## Extracted text
Islam, Ali, and Reformation by Kile Jones


Kile JonesDoes Islam need a reformation? The ever-controversial Ayaan Hirsi Ali’s new book Heretic: Why Islam Needs a Reformation Now argues that it does. Do you agree with her? Or do you find problems with the way Ayaan Ali frames the discussion?

I ask these questions a few weeks after the first all-women’s mosque was opened. It has also only been a short time since Muslims for Progressive Values (MPV), headed by Ani Zonneveld, sent an open letter to Salman bin Abdul Aziz, King of Saudi Arabia. These, and the innumerable condemnations of the Charlie Hedbo shootings, remind us that this “reformation” Ali is looking for is not entirely absent.

If you are like me, you find the whole notion of an “Islamic Reformation” troublesome. Not only does it assume a European Christian model of social change and progress as its barometer, but the view of history it forwards is nothing short of obtuse. As a former student of “Church History,” a clever designation used by theology schools and seminaries to cover up their deliberately Western focus, I understand the Protestant Reformation to be multifarious and complicated.

## Required tasks
1. Please explain, in one to three sentences, why the writer of the piece on Islam and reformation finds the idea of an "Islamic Reformation" troublesome.
2. According to the piece on Islam and reformation, who heads Muslims for Progressive Values?
The data after this point has no connection to the text on Islam and reformation.

## Data section
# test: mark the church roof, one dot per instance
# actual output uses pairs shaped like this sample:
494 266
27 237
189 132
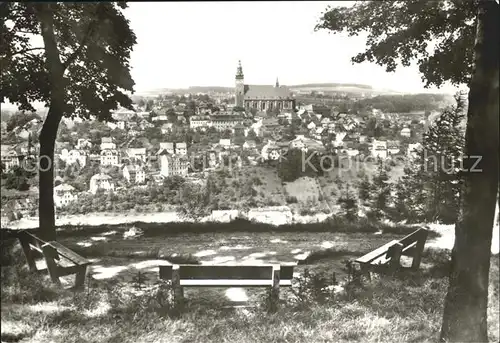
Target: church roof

## Responses for each task
1. The writer finds it troublesome because it assumes a European Christian model of social change and progress as its measure. The writer also calls the view of history it puts forward obtuse.

2. Ani Zonneveld